>> begin Entries supplied

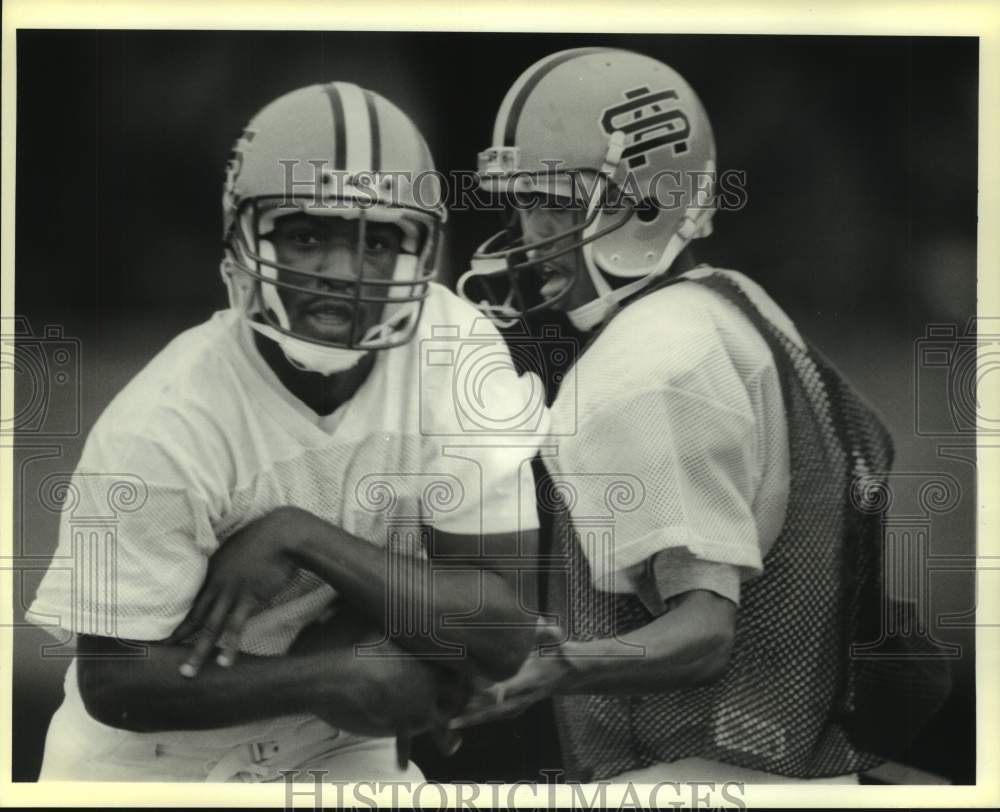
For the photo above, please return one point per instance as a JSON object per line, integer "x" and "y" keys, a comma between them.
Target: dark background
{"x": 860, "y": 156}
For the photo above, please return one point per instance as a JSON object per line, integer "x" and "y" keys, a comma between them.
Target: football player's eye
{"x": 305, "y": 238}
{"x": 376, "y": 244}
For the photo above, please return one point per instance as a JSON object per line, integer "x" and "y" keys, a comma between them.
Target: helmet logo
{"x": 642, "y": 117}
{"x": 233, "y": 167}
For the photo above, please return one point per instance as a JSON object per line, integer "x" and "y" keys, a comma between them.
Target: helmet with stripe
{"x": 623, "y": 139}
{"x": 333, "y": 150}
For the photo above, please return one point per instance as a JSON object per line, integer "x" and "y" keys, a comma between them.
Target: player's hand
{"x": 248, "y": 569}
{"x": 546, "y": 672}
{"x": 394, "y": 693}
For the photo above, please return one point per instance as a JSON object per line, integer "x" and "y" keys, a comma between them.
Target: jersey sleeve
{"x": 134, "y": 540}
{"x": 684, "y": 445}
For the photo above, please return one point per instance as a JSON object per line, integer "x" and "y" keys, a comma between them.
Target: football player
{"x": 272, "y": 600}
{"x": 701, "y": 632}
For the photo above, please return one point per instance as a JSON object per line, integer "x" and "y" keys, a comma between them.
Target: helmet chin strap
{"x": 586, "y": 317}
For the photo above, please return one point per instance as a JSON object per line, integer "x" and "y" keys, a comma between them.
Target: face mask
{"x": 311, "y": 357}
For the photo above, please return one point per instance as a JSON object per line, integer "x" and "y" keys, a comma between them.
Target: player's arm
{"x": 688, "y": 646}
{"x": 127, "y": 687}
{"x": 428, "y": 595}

>> end Entries supplied

== Brief ==
Can you retype all of the material above, line for line and unchanged, leaving out the pictures?

== Task response ==
For the photo above, please return one point per instance as a JSON object per line, integer "x" and "y" keys, a comma between them.
Target: dark background
{"x": 860, "y": 156}
For the photo above, please return one point per instance as a JSON object per line, integer "x" and "y" keys, a comma between them.
Target: football player's eye
{"x": 305, "y": 238}
{"x": 376, "y": 244}
For the photo above, please return one point per instance as a JSON object per line, integer "x" and "y" keys, a comma between them.
Target: helmet logo
{"x": 642, "y": 117}
{"x": 233, "y": 167}
For the photo above, please return one point per instance as a JSON object per line, integer "x" and "y" keys, a comma between them.
Target: helmet with stripe
{"x": 623, "y": 139}
{"x": 333, "y": 150}
For the photo above, please return one point per instance as a JSON object per line, integer "x" and "y" keys, a comma between them.
Target: player's hand
{"x": 248, "y": 569}
{"x": 546, "y": 672}
{"x": 394, "y": 693}
For the photo above, please return one point per instance as a JSON object per line, integer "x" and "y" keys, a comma between them.
Target: jersey sleeve
{"x": 134, "y": 540}
{"x": 684, "y": 445}
For the photo above, please return one point per instance as a JSON object per line, integer "x" and "y" keys, a comma between them.
Target: football player
{"x": 272, "y": 600}
{"x": 701, "y": 632}
For the photo above, please return one point per instance as a JSON object per line, integer "x" and "y" keys, a comma between them.
Target: helmet chin strap
{"x": 586, "y": 317}
For the photo above, please return one point per instance as a JSON object per line, integer "x" and "y" keys, a comma between them.
Target: face mask
{"x": 311, "y": 357}
For the photo above, please return one point per instance as a JSON object per line, integer "x" and "y" keys, a comma between them.
Target: player's arm
{"x": 688, "y": 646}
{"x": 127, "y": 687}
{"x": 428, "y": 595}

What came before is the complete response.